### Set of tasks
(A) Rewrite the paragraph in the Ethereum data-management article that begins "The EVM is a stack machine" as a brief bulleted list that keeps its main facts.
(B) Extend the Ethereum data-management article, continuing after its final sentence.

### Page excerpt

Ethereum in Depth, Part 2

| July 24, 2018

Security Insights

Thank you for your interest in this post! We’re undergoing a rebranding process, so please excuse us if some names are out of date. Also have in mind that this post might not reference the latest version of our products. For up-to-date guides, please check our documentation site.

By Facu Spagnuolo

Welcome to the second part of this guide. If you haven’t read part 1, I highly recommend it to better understand this post. This second article will explain everything about data management. We will see how memory, storage, calldata and stack data is manipulated
To better understand this article, you should be familiar with the basics of the EVM. If you are not, I highly recommend reading these posts first.
Throughout this post we will illustrate some examples and demonstrations using sample contracts you can find in this repository. Please clone it, run npm install, and check it out before beginning.
Enjoy, and please do not hesitate to reach out with questions, suggestions or feedback.

Data Management

The EVM manages different kinds of data depending on their context, and it does that in different ways. We can distinguish at least four main types of data: stack, calldata, memory, and storage, besides the contract code. Let’s analyze each of these:

Stack

The EVM is a stack machine, meaning that it doesn’t operate on registers but on a virtual stack. The stack has a maximum size of 1024. Stack items have a size of 256 bits; in fact, the EVM is a 256-bit word machine (this facilitates Keccak256 hash scheme and elliptic-curve computations). Here is where most opcodes consume their parameters from.

(Data extracted from a collection)
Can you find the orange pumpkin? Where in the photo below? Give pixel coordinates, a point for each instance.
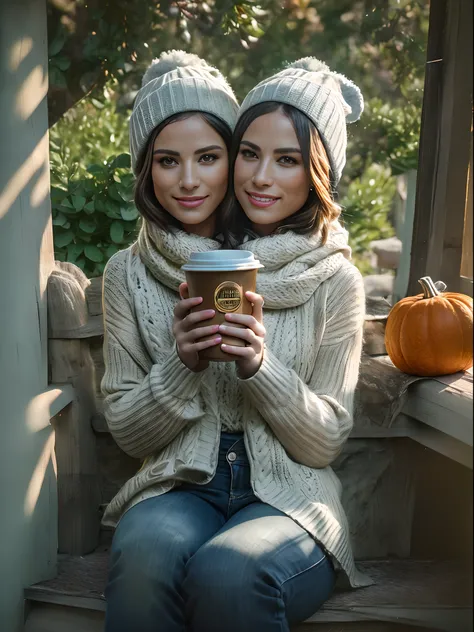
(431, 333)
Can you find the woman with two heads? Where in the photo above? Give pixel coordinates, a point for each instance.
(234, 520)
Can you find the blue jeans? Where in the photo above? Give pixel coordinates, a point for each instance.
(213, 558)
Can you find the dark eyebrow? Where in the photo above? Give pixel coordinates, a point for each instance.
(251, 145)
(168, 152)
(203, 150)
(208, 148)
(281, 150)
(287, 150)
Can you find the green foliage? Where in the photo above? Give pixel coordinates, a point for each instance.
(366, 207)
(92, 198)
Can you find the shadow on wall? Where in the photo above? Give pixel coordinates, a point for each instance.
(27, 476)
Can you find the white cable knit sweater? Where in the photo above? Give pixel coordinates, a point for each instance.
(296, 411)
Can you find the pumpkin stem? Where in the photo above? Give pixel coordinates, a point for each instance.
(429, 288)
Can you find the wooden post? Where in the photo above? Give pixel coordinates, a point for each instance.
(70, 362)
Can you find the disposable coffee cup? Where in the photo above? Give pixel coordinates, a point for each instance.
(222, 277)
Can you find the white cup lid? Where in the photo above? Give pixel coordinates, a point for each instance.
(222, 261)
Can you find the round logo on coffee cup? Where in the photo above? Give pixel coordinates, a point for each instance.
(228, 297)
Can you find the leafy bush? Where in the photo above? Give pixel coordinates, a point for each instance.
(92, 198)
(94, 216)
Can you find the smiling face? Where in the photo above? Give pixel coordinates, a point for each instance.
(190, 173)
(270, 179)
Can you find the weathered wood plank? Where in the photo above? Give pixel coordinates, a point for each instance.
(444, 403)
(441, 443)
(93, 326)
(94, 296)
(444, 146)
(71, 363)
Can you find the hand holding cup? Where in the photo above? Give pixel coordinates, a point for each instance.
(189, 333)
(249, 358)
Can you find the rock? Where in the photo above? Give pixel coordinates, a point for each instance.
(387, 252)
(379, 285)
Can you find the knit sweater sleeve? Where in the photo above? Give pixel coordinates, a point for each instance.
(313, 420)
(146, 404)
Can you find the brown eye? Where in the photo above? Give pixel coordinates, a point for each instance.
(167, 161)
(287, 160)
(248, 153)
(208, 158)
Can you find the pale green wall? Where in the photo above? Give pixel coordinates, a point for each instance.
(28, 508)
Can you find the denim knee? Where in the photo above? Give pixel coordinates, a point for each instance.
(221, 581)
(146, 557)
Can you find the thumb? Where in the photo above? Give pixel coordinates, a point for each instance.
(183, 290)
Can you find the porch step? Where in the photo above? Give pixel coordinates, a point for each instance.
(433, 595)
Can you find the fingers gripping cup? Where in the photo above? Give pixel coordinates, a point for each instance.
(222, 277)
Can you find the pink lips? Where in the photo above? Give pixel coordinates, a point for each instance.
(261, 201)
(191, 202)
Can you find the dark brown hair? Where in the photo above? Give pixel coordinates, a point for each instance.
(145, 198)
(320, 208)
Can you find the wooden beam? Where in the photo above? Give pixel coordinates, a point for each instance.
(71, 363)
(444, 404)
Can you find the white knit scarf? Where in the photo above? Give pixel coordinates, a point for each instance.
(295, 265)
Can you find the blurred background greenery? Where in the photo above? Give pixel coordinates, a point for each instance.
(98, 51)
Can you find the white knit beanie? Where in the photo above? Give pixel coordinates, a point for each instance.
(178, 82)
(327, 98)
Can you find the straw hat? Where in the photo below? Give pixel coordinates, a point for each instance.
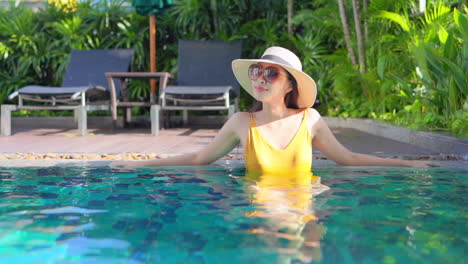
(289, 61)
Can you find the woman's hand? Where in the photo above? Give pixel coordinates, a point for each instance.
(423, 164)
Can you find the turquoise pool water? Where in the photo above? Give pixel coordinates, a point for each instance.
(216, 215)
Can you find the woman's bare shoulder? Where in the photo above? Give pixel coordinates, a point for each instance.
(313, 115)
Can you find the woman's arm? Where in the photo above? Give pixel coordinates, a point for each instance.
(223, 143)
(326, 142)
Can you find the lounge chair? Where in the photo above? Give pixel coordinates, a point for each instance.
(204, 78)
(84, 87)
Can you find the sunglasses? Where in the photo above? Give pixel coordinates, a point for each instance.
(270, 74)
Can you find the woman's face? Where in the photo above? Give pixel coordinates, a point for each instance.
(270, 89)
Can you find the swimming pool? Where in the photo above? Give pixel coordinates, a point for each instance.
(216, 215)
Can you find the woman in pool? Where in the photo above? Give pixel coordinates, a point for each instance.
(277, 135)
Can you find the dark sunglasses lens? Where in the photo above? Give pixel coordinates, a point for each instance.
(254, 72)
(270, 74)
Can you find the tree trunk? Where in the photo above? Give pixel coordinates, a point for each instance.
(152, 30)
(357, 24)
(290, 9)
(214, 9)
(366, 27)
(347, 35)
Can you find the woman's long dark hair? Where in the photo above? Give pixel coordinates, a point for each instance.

### Results in order
(A)
- The EVM is a stack machine: it operates on a virtual stack rather than on registers.
- The stack has a maximum size of 1024.
- Each stack item is 256 bits, since the EVM is a 256-bit word machine, which facilitates Keccak256 hashing and elliptic-curve computations.
- Most opcodes consume their parameters from the stack.

(B)
The EVM provides many opcodes to modify the stack directly. Some of these include:

POP removes item from the stack.
PUSH_n_ places the following n bytes item in the stack, with n from 1 to 32.
DUP_n_ duplicates the n_th stack item, with _n from 1 to 32.
SWAP_n_ exchanges the 1st and n_th stack item, with _n from 1 to 32.

Calldata

The calldata is a read-only byte-addressable space where the data parameter of a transaction or call is held. Unlike the stack, to use this data you have to specify an exact byte offset and number of bytes you want to read.
The opcodes provided by the EVM to operate with the calldata include:

CALLDATASIZE tells the size of the transaction data.
CALLDATALOAD loads 32 bytes of the transaction data onto the stack.
CALLDATACOPY copies a number of bytes of the transaction data to memory.

Solidity also provides an inline assembly version of these opcodes. These are calldatasize, calldataload and calldatacopy respectively. The last one expects three arguments (t, f, s): it will copy s bytes of calldata at position f into memory at position t. In addition, Solidity lets you access to the calldata through msg.data.
As you may have noticed, we used some of these opcodes in some examples of the previous post. Let’s take a look at the inline assembly code block of a delegatecall again:

assembly {
  let ptr := mload(0x40)
  calldatacopy(ptr, 0, calldatasize)
  let result := delegatecall(gas, _impl, ptr, calldatasize, 0, 0)
}

To delegate the call to the _impl address, we must forward msg.data. Given that the delegatecall opcode operates with data in memory, we need to copy the calldata into memory first. That’s why we use calldatacopy to copy all the calldata to a memory pointer (note that we are using calldatasize).
Let’s analyze another example using calldata. You will find a Calldata contract in the exercise 3 folder with the following code:

contract Calldata {
    function add(uint256 _a, uint256 _b) public view
    returns(uint256 result) {
        assembly {
            let a: = mload(0x40)
            let b: = add(a, 32)
            calldatacopy(a, 4, 32)
            calldatacopy(b, add(4, 32), 32)
            result: = add(mload(a), mload(b))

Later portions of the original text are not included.